**What is expected:** According to the page on diagnosing a broken wrist or hand, how long does a CT scan usually take?

**Page excerpt:**
Tests and diagnosisBy Mayo Clinic staff
Imaging scans are crucial to the diagnosis of a broken wrist or broken hand.
Using low levels of radiation, X-rays are a good tool to visualize bone. But X-rays sometimes have problems revealing fractures where the bone is merely cracked. X-rays are painless and take only a few minutes to complete.
Computerized tomography (CT)
CT scans can often uncover wrist or hand fractures that X-rays might miss. Injuries to soft tissues and blood vessels also are easier to see on CT scans. This technology takes X-rays from a variety of angles and combines them to depict cross-sectional slices of your body's internal structures. The test is painless and usually takes less than 20 minutes.
Magnetic resonance imaging (MRI)
MRI uses radio waves and a powerful magnet to produce detailed images of bone and soft tissues. It is much more sensitive than X-rays and can identify very small fractures and ligament injuries. The procedure is painless, but some people feel claustrophobic in the narrow tunnel within the MRI machine.
This technique is good for identifying stress fractures, where a bone is cracked due to repetitive trauma. During a bone scan, a small amount of radioactive material is injected into your bloodstream. It collects in the bones, particularly in places where a bone is healing, and is detected by a scanner.

**Dataset excerpts:**
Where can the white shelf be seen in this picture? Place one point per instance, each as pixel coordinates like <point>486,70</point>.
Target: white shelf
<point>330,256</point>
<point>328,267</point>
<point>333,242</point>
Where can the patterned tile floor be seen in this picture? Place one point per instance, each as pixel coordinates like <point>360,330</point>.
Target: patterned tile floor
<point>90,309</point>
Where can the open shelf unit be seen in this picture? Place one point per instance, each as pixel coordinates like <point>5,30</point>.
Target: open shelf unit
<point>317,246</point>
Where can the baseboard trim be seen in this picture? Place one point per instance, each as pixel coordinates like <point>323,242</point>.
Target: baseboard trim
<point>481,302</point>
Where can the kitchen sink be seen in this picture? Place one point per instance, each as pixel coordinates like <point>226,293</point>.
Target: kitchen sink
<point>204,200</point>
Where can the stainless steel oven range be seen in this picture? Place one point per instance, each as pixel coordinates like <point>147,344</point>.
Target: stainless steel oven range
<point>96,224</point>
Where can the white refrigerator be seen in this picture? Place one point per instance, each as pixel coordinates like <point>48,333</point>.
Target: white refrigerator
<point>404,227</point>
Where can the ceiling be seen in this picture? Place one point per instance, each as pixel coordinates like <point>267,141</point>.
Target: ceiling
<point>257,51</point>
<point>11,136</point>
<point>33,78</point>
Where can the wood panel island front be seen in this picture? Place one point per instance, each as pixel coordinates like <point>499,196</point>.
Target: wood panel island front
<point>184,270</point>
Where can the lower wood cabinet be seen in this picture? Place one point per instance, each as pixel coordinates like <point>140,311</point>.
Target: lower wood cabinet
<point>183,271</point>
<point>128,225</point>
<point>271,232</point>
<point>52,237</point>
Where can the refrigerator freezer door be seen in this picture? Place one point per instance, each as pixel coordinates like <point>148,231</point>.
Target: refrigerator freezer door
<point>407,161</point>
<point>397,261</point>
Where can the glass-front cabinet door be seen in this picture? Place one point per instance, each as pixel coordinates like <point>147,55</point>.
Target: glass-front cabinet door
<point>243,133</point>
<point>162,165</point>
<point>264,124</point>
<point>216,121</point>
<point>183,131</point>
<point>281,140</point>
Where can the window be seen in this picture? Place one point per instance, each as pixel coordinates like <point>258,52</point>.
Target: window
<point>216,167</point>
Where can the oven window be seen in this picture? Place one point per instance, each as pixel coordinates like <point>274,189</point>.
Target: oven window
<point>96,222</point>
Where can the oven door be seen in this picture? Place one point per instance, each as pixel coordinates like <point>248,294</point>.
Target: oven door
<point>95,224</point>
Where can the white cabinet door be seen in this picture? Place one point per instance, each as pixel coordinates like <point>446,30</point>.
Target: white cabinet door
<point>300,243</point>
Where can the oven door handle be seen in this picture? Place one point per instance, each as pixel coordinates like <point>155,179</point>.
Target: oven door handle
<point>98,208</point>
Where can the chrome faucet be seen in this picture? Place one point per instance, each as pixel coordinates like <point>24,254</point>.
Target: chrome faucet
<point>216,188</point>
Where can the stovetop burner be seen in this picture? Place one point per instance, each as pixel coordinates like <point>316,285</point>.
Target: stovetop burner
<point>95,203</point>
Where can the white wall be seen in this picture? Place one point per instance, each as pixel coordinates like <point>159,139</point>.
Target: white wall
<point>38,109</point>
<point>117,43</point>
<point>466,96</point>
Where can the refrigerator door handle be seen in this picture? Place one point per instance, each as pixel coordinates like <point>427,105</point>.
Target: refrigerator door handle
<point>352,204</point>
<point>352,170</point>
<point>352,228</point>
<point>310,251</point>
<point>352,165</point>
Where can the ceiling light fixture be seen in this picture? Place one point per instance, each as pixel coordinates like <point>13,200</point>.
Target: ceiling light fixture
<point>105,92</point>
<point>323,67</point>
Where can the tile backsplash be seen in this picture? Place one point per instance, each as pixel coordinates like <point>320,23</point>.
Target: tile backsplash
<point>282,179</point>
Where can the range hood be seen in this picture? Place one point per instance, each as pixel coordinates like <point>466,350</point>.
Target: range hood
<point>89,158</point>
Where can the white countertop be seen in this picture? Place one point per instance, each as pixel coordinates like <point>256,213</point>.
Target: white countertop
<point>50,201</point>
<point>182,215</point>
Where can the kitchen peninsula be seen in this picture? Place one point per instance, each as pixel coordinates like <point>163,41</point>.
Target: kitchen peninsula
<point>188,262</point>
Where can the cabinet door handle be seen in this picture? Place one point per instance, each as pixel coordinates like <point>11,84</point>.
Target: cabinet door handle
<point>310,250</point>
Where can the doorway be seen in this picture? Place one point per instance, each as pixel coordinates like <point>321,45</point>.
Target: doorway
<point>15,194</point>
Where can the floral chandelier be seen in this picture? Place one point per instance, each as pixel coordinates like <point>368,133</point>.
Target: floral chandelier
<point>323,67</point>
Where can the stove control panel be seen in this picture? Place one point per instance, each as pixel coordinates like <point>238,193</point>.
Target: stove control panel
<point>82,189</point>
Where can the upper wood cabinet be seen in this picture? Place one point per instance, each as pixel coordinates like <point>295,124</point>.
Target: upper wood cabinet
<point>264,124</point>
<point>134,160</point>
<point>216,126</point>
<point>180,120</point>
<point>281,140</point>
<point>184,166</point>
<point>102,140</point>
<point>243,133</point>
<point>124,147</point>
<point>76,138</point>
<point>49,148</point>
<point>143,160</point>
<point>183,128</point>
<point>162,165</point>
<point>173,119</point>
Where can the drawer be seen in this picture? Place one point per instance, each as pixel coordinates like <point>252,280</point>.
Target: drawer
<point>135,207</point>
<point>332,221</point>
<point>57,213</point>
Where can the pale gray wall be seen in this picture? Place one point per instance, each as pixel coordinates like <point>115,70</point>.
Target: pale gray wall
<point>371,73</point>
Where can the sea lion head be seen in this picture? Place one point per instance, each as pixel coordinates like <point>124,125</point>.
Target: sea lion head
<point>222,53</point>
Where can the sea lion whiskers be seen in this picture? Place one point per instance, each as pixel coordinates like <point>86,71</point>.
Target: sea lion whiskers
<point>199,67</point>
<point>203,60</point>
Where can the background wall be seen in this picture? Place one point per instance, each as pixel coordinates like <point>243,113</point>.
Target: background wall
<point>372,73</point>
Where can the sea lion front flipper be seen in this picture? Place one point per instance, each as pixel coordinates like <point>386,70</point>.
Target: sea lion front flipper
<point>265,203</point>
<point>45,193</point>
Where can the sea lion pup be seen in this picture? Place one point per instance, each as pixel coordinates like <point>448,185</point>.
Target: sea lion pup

**Output for this task:** Usually less than 20 minutes.